◆ TEXT SECTION
───

We successfully developed a methodology for simulating ground-coupled
Multistack heat pumps in eQUEST. I have included below portions of our
SEED Report (Oregon's stated required program for publicly funded
buildings). A lot of the text is specific to the project we were working
on, but the general idea is there.

The project ended up pursuing a standard chilled/heating water
arrangement for the final design, so the Multistack heat pump was not
installed.

I hope this information helps.

Regards,
Dana

Heating and cooling will be provided by hot and chilled water,
respectively, from a ground-coupled heat pump Multistack unit and will
be connected to a condenser water vertical bore field. A Multistack unit
is essentially a unit that contains a number of heat pump modules linked
together in parallel. Depending on the load, each module can provide
either heating water or chilled water. The condenser water loop is then
connected to a vertical bore field onsite, where 200 ft deep bores
located 20 feet on center is anticipated. The Multistack on this project
utilizes seven modules.

As eQUEST cannot directly model a Multistack unit, an alternate approach
had to be taken in order to approximate the operation of the equipment.
In summary, the Multistack was modeled in eQUEST by simulating each
module of the Multistack as an individual chiller for heating and
cooling. A general diagram on how the system is modeled in eQUEST can be
seen in Figure 8 on the following page while more detailed explanations
can be seen on the following pages.

Figure: How the Multistack was simulated in eQUEST

Chilled water

The chillers have a total flow of approximately 640 gpm and provide
45-degree chilled water with a 57-degree return water temperature.
Connected to the chilled water loop are two pumps, in parallel that
provide the 640 gpm flow.

Each chiller module is modeled as an electric hermetic centrifugal
chiller with a capacity of 70 tons. Each stage is scheduled remain off
until the stage before has been loaded to 100% and has an EER of 23 (EIR
of 0.1483).

Default capacity curves were used for the preliminary analysis, however,
customizes curves will be used once the information becomes available. A
screenshot of the eQUEST layout in the Water-Side HVAC tab can be seen
below in Figure 9.

───

◆ REQUIRED TASK 1
Decide whether each statement agrees with the Multistack modeling text, answering yes or no and quoting the words from the text that settle it: (a) The Multistack heat pump was installed in the final design. (b) The Multistack on this project uses seven modules. (c) Each chiller module is modeled with a capacity of 70 tons.
◆ REQUIRED TASK 2
According to the Multistack modeling text, how deep are the bores in the vertical bore field expected to be?
◆ REQUIRED TASK 3
Write the next part of the Multistack modeling text, starting after its last sentence.

[Data records]

───

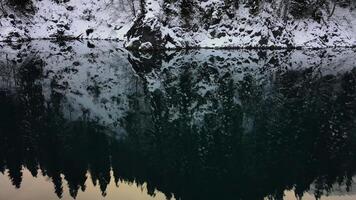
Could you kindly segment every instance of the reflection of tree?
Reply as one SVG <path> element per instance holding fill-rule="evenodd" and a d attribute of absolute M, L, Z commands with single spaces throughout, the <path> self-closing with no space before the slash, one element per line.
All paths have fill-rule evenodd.
<path fill-rule="evenodd" d="M 116 184 L 147 182 L 150 195 L 157 188 L 182 199 L 281 199 L 286 189 L 302 197 L 311 184 L 318 197 L 334 183 L 351 187 L 355 70 L 277 72 L 267 93 L 253 75 L 235 81 L 189 63 L 162 71 L 160 89 L 130 97 L 127 135 L 114 139 L 95 121 L 66 119 L 53 88 L 45 102 L 43 65 L 27 62 L 16 93 L 0 93 L 0 172 L 16 187 L 22 167 L 50 177 L 58 197 L 63 187 L 73 197 L 85 191 L 88 173 L 105 195 L 110 170 Z M 204 93 L 204 84 L 214 89 Z"/>

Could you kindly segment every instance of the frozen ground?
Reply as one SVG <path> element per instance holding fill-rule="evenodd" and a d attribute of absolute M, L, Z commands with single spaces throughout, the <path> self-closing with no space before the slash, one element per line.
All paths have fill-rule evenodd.
<path fill-rule="evenodd" d="M 88 38 L 121 40 L 127 48 L 243 48 L 353 47 L 356 45 L 354 8 L 335 7 L 321 20 L 280 17 L 281 1 L 262 3 L 258 15 L 249 8 L 226 9 L 222 0 L 195 0 L 190 19 L 179 4 L 146 0 L 33 0 L 34 14 L 11 7 L 0 10 L 0 40 Z M 169 11 L 169 14 L 167 12 Z"/>

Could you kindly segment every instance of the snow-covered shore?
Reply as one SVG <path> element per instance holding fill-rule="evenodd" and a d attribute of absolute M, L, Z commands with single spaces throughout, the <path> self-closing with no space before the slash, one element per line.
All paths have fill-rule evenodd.
<path fill-rule="evenodd" d="M 280 17 L 282 1 L 226 9 L 222 0 L 195 0 L 187 21 L 178 3 L 146 0 L 33 0 L 33 13 L 0 9 L 0 41 L 104 39 L 132 49 L 325 48 L 356 46 L 356 11 L 336 6 L 321 19 Z M 133 8 L 132 8 L 133 6 Z M 167 11 L 168 10 L 168 11 Z M 167 14 L 169 13 L 169 14 Z"/>

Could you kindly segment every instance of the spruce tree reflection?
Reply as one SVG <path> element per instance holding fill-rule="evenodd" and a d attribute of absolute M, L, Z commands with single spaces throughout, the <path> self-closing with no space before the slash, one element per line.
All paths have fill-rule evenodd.
<path fill-rule="evenodd" d="M 351 189 L 356 70 L 280 71 L 267 90 L 252 74 L 235 81 L 214 66 L 186 63 L 179 73 L 162 71 L 161 88 L 143 85 L 130 96 L 127 134 L 117 139 L 84 111 L 66 118 L 55 79 L 47 102 L 44 66 L 25 62 L 15 92 L 0 93 L 0 172 L 17 188 L 25 167 L 50 177 L 58 197 L 64 187 L 74 198 L 85 191 L 88 174 L 103 196 L 110 181 L 147 183 L 150 195 L 158 189 L 168 199 L 282 199 L 289 189 L 301 198 L 311 184 L 316 197 L 335 183 Z M 215 89 L 202 93 L 209 86 L 202 83 Z"/>

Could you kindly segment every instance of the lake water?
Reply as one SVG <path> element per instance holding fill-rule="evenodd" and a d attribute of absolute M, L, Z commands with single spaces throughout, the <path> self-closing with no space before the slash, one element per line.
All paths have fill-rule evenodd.
<path fill-rule="evenodd" d="M 356 50 L 0 44 L 0 199 L 356 198 Z"/>

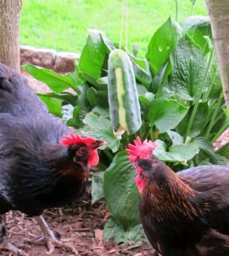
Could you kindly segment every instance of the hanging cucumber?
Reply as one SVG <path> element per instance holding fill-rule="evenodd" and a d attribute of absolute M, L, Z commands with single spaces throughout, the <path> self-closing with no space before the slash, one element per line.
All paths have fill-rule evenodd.
<path fill-rule="evenodd" d="M 126 131 L 133 134 L 141 125 L 133 66 L 127 54 L 116 49 L 108 61 L 108 94 L 110 116 L 114 135 L 121 139 Z"/>

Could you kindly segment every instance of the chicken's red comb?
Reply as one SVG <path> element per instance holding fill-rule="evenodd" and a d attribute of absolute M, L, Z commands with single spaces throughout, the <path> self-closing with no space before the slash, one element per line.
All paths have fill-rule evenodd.
<path fill-rule="evenodd" d="M 83 143 L 85 145 L 90 145 L 96 140 L 91 137 L 82 137 L 78 134 L 74 134 L 70 132 L 70 135 L 65 136 L 61 140 L 61 143 L 63 146 L 69 146 L 77 143 Z"/>
<path fill-rule="evenodd" d="M 142 142 L 137 137 L 134 140 L 134 144 L 128 144 L 129 148 L 126 151 L 130 155 L 129 160 L 134 163 L 140 158 L 149 158 L 150 154 L 157 147 L 157 144 L 147 139 Z"/>

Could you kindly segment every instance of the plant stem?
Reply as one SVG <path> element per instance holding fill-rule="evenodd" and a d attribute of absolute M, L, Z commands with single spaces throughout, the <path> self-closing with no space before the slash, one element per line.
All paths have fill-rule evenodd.
<path fill-rule="evenodd" d="M 104 154 L 106 155 L 106 156 L 109 159 L 109 160 L 110 160 L 111 162 L 112 162 L 112 160 L 113 160 L 113 156 L 110 152 L 109 149 L 104 149 L 103 151 L 103 152 L 104 153 Z"/>
<path fill-rule="evenodd" d="M 152 141 L 154 141 L 154 131 L 153 130 L 153 129 L 150 130 L 150 139 Z"/>
<path fill-rule="evenodd" d="M 203 99 L 204 101 L 206 101 L 208 99 L 209 94 L 210 94 L 211 91 L 212 90 L 212 86 L 213 86 L 213 85 L 216 79 L 216 72 L 217 72 L 217 70 L 215 70 L 215 74 L 214 75 L 213 79 L 212 80 L 212 82 L 209 88 L 208 89 L 208 91 L 206 92 L 205 95 L 204 97 L 204 99 Z"/>
<path fill-rule="evenodd" d="M 228 127 L 228 123 L 225 122 L 223 125 L 221 127 L 218 133 L 211 140 L 211 142 L 214 142 L 223 133 L 223 132 Z"/>
<path fill-rule="evenodd" d="M 213 126 L 218 122 L 218 121 L 219 119 L 220 119 L 222 116 L 223 116 L 224 115 L 224 113 L 223 113 L 223 112 L 222 112 L 221 113 L 220 113 L 220 114 L 219 114 L 219 115 L 216 117 L 216 118 L 215 119 L 215 120 L 213 123 Z"/>
<path fill-rule="evenodd" d="M 178 19 L 178 3 L 177 0 L 175 0 L 175 6 L 176 6 L 176 19 L 175 20 L 177 21 Z"/>
<path fill-rule="evenodd" d="M 193 15 L 194 5 L 194 4 L 192 4 L 192 9 L 191 9 L 191 16 L 192 16 Z"/>
<path fill-rule="evenodd" d="M 125 0 L 124 0 L 123 2 L 121 5 L 121 14 L 122 14 L 122 20 L 121 20 L 121 24 L 120 28 L 120 35 L 119 38 L 119 48 L 121 49 L 122 47 L 122 41 L 123 40 L 123 19 L 124 19 L 124 8 L 125 5 Z"/>
<path fill-rule="evenodd" d="M 152 128 L 153 126 L 150 126 L 150 129 L 149 129 L 148 133 L 146 133 L 147 134 L 147 136 L 146 136 L 146 139 L 147 139 L 148 137 L 150 135 L 150 133 L 151 132 Z"/>
<path fill-rule="evenodd" d="M 217 149 L 215 152 L 223 156 L 224 157 L 227 157 L 229 154 L 229 142 L 222 146 L 221 147 Z"/>
<path fill-rule="evenodd" d="M 126 52 L 127 53 L 128 42 L 128 0 L 126 0 Z"/>
<path fill-rule="evenodd" d="M 216 105 L 216 107 L 215 109 L 215 110 L 213 112 L 213 114 L 212 115 L 212 116 L 211 118 L 211 121 L 208 125 L 208 129 L 207 130 L 206 133 L 205 134 L 205 137 L 206 139 L 208 139 L 209 134 L 210 133 L 211 130 L 212 130 L 213 126 L 213 124 L 215 121 L 215 118 L 216 117 L 216 115 L 218 114 L 218 112 L 219 112 L 219 110 L 220 108 L 220 105 L 222 102 L 222 98 L 223 97 L 222 95 L 222 92 L 220 93 L 220 95 L 219 96 L 219 99 L 217 102 L 217 104 Z"/>
<path fill-rule="evenodd" d="M 194 106 L 193 110 L 192 110 L 192 113 L 191 115 L 191 117 L 190 117 L 190 118 L 189 119 L 189 121 L 188 122 L 188 126 L 187 127 L 187 130 L 186 130 L 186 139 L 189 134 L 190 130 L 191 127 L 192 126 L 192 123 L 193 122 L 193 121 L 194 121 L 194 118 L 195 118 L 195 116 L 196 113 L 196 111 L 197 111 L 198 106 L 199 103 L 199 100 L 201 99 L 201 95 L 202 94 L 203 90 L 204 89 L 204 86 L 205 86 L 205 83 L 207 81 L 207 79 L 208 78 L 208 72 L 209 70 L 209 68 L 212 64 L 213 57 L 214 57 L 214 50 L 212 50 L 211 53 L 211 56 L 210 57 L 210 58 L 209 58 L 209 60 L 208 61 L 208 66 L 207 67 L 206 71 L 205 74 L 205 76 L 204 78 L 204 79 L 202 81 L 202 83 L 201 85 L 201 88 L 199 88 L 198 94 L 197 97 L 196 97 L 196 99 L 195 100 L 195 105 Z"/>

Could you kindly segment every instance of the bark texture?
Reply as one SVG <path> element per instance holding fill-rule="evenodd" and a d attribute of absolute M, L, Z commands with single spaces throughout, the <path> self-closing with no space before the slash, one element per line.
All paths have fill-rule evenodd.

───

◆ WRITTEN ANSWER 1
(a) No: "the Multistack heat pump was not installed."
(b) Yes: "The Multistack on this project utilizes seven modules."
(c) Yes: "Each chiller module is modeled as an electric hermetic centrifugal chiller with a capacity of 70 tons."

◆ WRITTEN ANSWER 2
200 feet deep.

◆ WRITTEN ANSWER 3
Heating water

Since there is no heat pump boiler, an alternative method had to be
developed to simulate the production of hot water. The heat pump chiller
(LOOP-TO-LOOP-HP) in eQUEST is a heat pump that provides heating and
chilled water simultaneously, with the larger load rejecting heat to the
smaller load. This system could not be used for both the heating and
cooling of the Multistack unit because it internal heat recovery when
the dominant load rejects or adds heat to the small load. The Multistack
has multiple smaller modules that operate in either cooling or heating
only, and therefore do not provide integral heat recovery.

Since the LOOP-TO-LOOP-HP needs to be connected to a chilled water loop
to work properly in eQUEST, the chillers had to be connected to a
"dummy" chilled water loop. In order to avoid a "loop has zero flow"
error, the loop had a minimal process chilled water flow that reset down
to zero after the first hour of the year. The chillers were then
connected to the hot water loop that serves the building. Since the hot
water demand will always be higher than the dummy process chilled water
flow the chillers will be driven by the hot water loop.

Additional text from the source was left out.